--- Begin Data excerpts ---

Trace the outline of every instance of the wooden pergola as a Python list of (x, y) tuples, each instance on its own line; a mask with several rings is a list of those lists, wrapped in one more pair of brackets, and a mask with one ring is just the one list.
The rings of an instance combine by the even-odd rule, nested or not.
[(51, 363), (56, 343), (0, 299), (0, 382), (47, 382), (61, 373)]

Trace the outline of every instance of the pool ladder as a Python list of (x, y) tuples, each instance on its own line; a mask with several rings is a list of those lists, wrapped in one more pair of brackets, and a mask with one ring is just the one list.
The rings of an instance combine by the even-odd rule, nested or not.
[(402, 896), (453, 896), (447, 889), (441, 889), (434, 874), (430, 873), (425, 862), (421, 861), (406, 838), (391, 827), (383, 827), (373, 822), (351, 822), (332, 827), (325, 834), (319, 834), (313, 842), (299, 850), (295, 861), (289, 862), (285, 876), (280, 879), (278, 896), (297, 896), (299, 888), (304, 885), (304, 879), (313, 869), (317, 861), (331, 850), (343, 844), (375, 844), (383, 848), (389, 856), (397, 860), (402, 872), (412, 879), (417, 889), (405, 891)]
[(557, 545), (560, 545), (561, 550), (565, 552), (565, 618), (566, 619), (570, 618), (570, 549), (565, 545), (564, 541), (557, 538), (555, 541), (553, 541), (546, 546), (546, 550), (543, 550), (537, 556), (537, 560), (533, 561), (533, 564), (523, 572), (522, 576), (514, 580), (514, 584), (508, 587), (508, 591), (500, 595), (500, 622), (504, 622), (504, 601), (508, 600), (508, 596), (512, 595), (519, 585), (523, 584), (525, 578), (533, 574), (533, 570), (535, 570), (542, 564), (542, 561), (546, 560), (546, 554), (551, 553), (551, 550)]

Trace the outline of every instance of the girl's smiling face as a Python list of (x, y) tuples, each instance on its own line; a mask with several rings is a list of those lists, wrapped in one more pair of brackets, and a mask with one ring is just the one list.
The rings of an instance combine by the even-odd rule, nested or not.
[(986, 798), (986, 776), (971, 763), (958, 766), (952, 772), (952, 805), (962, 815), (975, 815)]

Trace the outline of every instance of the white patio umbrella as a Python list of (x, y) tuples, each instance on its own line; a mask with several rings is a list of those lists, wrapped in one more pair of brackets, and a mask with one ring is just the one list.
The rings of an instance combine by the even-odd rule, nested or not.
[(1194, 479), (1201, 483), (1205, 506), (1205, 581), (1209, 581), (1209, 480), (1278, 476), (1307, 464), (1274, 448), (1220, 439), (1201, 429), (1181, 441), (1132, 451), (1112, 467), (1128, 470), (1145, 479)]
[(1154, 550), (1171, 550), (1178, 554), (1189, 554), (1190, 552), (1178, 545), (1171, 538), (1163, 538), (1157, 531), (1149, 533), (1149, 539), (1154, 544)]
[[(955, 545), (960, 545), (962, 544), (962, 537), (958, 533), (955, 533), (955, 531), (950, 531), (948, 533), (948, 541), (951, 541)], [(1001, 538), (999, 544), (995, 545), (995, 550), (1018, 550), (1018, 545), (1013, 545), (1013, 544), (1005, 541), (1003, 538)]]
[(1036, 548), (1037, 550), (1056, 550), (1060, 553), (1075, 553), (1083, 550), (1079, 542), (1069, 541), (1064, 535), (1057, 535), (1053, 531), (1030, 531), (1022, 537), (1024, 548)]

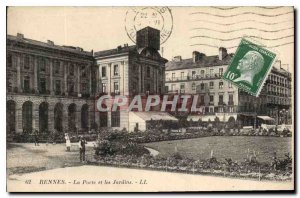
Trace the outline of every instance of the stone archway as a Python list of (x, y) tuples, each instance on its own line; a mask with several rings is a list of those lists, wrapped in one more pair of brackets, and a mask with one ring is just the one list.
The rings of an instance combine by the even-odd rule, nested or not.
[(76, 104), (74, 103), (68, 107), (68, 127), (70, 131), (76, 131)]
[(16, 132), (16, 102), (13, 100), (6, 102), (6, 131)]
[(39, 106), (39, 131), (48, 133), (48, 103), (42, 102)]
[(26, 101), (22, 106), (22, 128), (23, 132), (32, 132), (32, 102)]
[(63, 131), (63, 104), (57, 103), (54, 107), (54, 129)]
[(87, 131), (89, 128), (89, 106), (87, 104), (81, 107), (81, 128)]

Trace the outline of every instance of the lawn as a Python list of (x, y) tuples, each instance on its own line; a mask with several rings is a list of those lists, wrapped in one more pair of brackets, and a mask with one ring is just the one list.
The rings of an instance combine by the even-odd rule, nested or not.
[(169, 157), (178, 152), (182, 156), (194, 159), (207, 159), (213, 150), (217, 159), (232, 158), (243, 161), (255, 151), (260, 162), (270, 162), (274, 152), (282, 158), (286, 153), (292, 153), (292, 138), (290, 137), (255, 137), (255, 136), (214, 136), (197, 139), (152, 142), (145, 144), (159, 152), (160, 156)]
[[(93, 158), (91, 146), (86, 149), (86, 159)], [(23, 174), (68, 166), (80, 166), (77, 144), (66, 152), (65, 144), (7, 143), (7, 174)]]

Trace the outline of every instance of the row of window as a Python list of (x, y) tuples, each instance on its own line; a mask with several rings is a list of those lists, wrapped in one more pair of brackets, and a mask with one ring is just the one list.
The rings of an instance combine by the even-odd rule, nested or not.
[[(223, 76), (223, 72), (224, 72), (223, 68), (219, 68), (218, 76), (219, 77)], [(191, 76), (192, 79), (195, 79), (195, 78), (197, 78), (199, 76), (199, 75), (196, 75), (196, 73), (197, 73), (196, 71), (192, 71), (192, 76)], [(205, 75), (205, 70), (201, 70), (199, 77), (202, 77), (202, 78), (204, 78), (205, 76), (207, 76), (207, 77), (209, 77), (209, 76), (210, 77), (214, 77), (216, 74), (217, 73), (214, 72), (214, 69), (210, 69), (209, 73), (207, 75)], [(168, 75), (169, 74), (166, 73), (166, 79), (168, 79)], [(175, 72), (172, 73), (171, 79), (176, 79), (176, 73)], [(180, 72), (180, 79), (181, 80), (185, 79), (185, 72)]]
[(288, 85), (288, 79), (286, 77), (280, 77), (274, 74), (268, 76), (268, 80), (274, 81), (274, 83), (281, 83), (283, 85)]
[[(119, 76), (119, 65), (113, 66), (113, 75)], [(148, 78), (151, 77), (151, 68), (149, 66), (146, 67), (146, 75)], [(101, 67), (101, 76), (102, 76), (102, 78), (107, 77), (107, 67), (106, 66)]]
[(287, 88), (281, 88), (281, 87), (277, 87), (275, 85), (268, 84), (267, 92), (274, 92), (274, 93), (278, 93), (278, 94), (287, 95), (289, 93), (289, 90)]
[[(207, 83), (201, 83), (200, 84), (200, 90), (205, 90), (205, 88), (207, 87)], [(232, 83), (228, 82), (228, 87), (232, 88)], [(209, 82), (209, 88), (210, 89), (214, 89), (214, 82), (210, 81)], [(223, 89), (224, 88), (224, 82), (220, 81), (219, 82), (219, 89)], [(175, 91), (176, 90), (176, 84), (172, 84), (171, 85), (171, 91)], [(180, 90), (185, 90), (185, 83), (181, 83), (180, 84)], [(192, 83), (192, 90), (195, 91), (196, 90), (196, 83)]]
[[(229, 113), (233, 113), (234, 112), (234, 107), (228, 107), (227, 109), (228, 109)], [(208, 112), (209, 113), (217, 113), (217, 112), (224, 113), (225, 112), (225, 108), (224, 107), (209, 107), (208, 108)]]
[[(13, 66), (13, 57), (11, 54), (7, 55), (7, 66), (12, 67)], [(33, 58), (30, 57), (29, 55), (24, 57), (24, 64), (23, 67), (25, 70), (29, 70), (33, 66)], [(46, 58), (38, 58), (37, 64), (39, 67), (40, 72), (46, 72), (46, 66), (47, 66), (47, 59)], [(65, 65), (67, 67), (67, 65)], [(81, 68), (81, 76), (86, 77), (87, 76), (87, 67), (85, 65), (80, 66)], [(54, 60), (53, 61), (53, 70), (54, 74), (60, 74), (61, 73), (61, 63), (59, 60)], [(75, 73), (75, 64), (71, 63), (69, 65), (69, 75), (73, 76)]]
[[(31, 82), (30, 77), (25, 76), (23, 80), (23, 89), (24, 92), (29, 93), (31, 92)], [(68, 93), (75, 93), (75, 84), (74, 83), (68, 83)], [(41, 94), (49, 94), (47, 93), (47, 81), (46, 78), (40, 78), (39, 79), (39, 92)], [(54, 81), (54, 92), (56, 95), (60, 95), (61, 92), (61, 80), (55, 80)], [(88, 92), (88, 84), (87, 83), (81, 83), (81, 92), (87, 93)]]
[[(107, 83), (102, 83), (102, 93), (107, 93)], [(113, 92), (114, 93), (119, 93), (120, 89), (119, 89), (119, 82), (114, 82), (113, 85)]]

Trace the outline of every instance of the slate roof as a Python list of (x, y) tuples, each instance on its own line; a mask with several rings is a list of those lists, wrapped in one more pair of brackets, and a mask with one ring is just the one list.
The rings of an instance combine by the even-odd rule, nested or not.
[(178, 121), (177, 118), (175, 118), (174, 116), (170, 115), (167, 112), (152, 112), (152, 111), (148, 111), (148, 112), (134, 112), (135, 115), (139, 116), (140, 118), (142, 118), (145, 121), (149, 121), (149, 120), (171, 120), (171, 121)]
[(219, 60), (219, 56), (203, 56), (200, 60), (193, 62), (192, 58), (182, 59), (181, 61), (169, 61), (166, 63), (166, 71), (169, 70), (180, 70), (197, 67), (210, 67), (210, 66), (221, 66), (229, 65), (233, 54), (227, 54), (223, 60)]
[(80, 51), (78, 49), (76, 49), (76, 47), (72, 47), (72, 46), (60, 46), (60, 45), (52, 45), (46, 42), (42, 42), (42, 41), (37, 41), (37, 40), (33, 40), (33, 39), (28, 39), (28, 38), (19, 38), (17, 36), (13, 36), (13, 35), (7, 35), (7, 39), (8, 40), (12, 40), (12, 41), (16, 41), (16, 42), (22, 42), (22, 43), (27, 43), (27, 44), (32, 44), (32, 45), (36, 45), (36, 46), (41, 46), (41, 47), (46, 47), (46, 48), (50, 48), (50, 49), (56, 49), (56, 50), (64, 50), (64, 51), (68, 51), (68, 52), (72, 52), (72, 53), (77, 53), (77, 54), (81, 54), (81, 55), (89, 55), (92, 56), (92, 52), (88, 52), (88, 51)]
[(95, 52), (94, 55), (97, 56), (109, 56), (109, 55), (115, 55), (115, 54), (122, 54), (126, 52), (136, 51), (136, 45), (126, 46), (126, 47), (120, 47), (110, 50), (103, 50)]

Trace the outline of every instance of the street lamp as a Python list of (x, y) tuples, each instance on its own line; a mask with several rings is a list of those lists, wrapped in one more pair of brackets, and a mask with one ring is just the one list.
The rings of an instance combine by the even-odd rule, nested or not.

--- End Data excerpts ---

[Instructions to follow] Your task is to transcribe the line containing "Trace the outline of every instance of the street" and every line after it, through the last line of the data, exactly as written and with nothing more.

[The response]
Trace the outline of every instance of the street lamp as a Python list of (x, y) tuples, each instance on its own line; a mask with several rings is a list of those lists, wrapped in one more pair of brackets, and a mask with one ring is just the one list.
The rings of an instance combine by the even-odd rule, nested or not.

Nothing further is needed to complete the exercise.